#### Challenge
Copy out everything in the material below, from the line containing "Labeling tool prompt — Object to detect: chimney" down to the line containing "193, 93, 213]]", including both of those lines.

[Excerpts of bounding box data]
----
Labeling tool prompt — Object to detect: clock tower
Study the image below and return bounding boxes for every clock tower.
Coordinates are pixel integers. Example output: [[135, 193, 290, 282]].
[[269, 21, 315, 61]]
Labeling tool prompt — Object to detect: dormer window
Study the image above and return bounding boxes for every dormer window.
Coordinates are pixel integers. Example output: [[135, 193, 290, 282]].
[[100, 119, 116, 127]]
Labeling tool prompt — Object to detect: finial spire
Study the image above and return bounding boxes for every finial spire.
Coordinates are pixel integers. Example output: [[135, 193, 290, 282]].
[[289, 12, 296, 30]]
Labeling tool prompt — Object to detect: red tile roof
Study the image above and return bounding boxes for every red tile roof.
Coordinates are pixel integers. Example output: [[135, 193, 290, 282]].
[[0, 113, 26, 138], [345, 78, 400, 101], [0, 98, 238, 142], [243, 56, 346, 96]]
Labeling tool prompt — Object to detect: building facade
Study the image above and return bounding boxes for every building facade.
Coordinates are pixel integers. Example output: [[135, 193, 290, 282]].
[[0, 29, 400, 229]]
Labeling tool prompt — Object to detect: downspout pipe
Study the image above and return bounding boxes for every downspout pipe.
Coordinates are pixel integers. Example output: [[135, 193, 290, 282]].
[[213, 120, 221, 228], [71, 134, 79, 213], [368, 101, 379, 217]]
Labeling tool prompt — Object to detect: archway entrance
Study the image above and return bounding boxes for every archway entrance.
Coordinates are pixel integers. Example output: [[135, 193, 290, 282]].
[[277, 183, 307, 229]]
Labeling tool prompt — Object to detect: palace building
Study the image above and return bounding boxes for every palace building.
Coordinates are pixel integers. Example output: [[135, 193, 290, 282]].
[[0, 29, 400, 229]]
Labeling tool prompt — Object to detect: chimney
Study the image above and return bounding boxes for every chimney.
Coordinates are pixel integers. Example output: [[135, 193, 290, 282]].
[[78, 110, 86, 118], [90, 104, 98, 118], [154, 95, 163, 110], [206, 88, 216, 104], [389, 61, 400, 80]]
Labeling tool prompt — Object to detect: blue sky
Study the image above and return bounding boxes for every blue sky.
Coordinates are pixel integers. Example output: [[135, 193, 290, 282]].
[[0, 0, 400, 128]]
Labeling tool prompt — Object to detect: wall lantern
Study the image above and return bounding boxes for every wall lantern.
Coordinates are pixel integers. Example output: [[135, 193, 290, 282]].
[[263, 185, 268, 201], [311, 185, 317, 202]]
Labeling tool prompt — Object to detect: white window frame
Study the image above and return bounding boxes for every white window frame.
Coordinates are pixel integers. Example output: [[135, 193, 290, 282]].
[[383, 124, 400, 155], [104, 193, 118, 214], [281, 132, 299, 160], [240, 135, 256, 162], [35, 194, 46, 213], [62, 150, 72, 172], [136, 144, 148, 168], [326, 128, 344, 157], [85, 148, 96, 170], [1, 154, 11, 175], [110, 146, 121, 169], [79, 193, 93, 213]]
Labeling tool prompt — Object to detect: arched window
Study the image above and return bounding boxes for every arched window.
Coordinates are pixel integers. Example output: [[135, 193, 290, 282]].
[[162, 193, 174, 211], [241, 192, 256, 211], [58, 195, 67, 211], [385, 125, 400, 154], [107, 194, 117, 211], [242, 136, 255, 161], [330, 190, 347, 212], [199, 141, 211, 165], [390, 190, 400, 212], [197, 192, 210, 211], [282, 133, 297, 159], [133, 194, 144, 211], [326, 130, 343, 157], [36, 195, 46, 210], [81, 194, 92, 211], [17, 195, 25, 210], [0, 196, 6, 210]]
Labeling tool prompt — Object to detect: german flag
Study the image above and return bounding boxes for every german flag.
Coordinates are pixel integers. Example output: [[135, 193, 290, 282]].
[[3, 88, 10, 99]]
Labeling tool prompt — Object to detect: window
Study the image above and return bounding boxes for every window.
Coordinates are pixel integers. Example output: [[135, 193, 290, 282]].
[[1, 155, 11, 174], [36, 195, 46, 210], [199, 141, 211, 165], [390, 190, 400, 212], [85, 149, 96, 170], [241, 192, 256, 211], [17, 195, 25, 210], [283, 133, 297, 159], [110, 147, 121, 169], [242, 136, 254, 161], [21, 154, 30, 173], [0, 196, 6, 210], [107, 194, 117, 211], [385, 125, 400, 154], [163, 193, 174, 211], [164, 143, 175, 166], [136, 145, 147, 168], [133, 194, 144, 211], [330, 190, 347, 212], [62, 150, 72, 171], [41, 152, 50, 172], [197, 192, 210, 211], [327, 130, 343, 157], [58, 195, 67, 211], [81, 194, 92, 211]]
----
#### Response to this exercise
Labeling tool prompt — Object to detect: chimney
Study the image above and return bounding boxes for every chimney.
Coordinates are pixel integers. Example output: [[135, 193, 290, 282]].
[[78, 110, 86, 118], [90, 104, 98, 118], [154, 95, 163, 110], [206, 88, 216, 104], [389, 61, 400, 80]]
Labeling tool prompt — Object to detect: blue sky
Study the image above and return bounding boxes for every blue sky.
Coordinates are pixel integers. Example output: [[135, 193, 290, 282]].
[[0, 0, 400, 128]]
Labeling tool prompt — Object to detect: wall lantern
Study the image above and return bounding boxes for every wall lantern.
Coordinates are pixel integers. Example output: [[135, 193, 290, 282]].
[[263, 185, 268, 201], [311, 185, 317, 202]]
Labeling tool prompt — Object to detect: white window frame
Study the image above and return bounding boxes for every white window frame.
Coordinates are pixel integers. Example output: [[135, 193, 290, 282]].
[[383, 124, 400, 155], [104, 193, 118, 214], [281, 132, 299, 160], [240, 135, 256, 162], [35, 194, 46, 213], [62, 150, 72, 172], [136, 144, 148, 168], [326, 128, 344, 157], [85, 148, 96, 170], [1, 154, 11, 175], [110, 146, 121, 169], [79, 193, 93, 213]]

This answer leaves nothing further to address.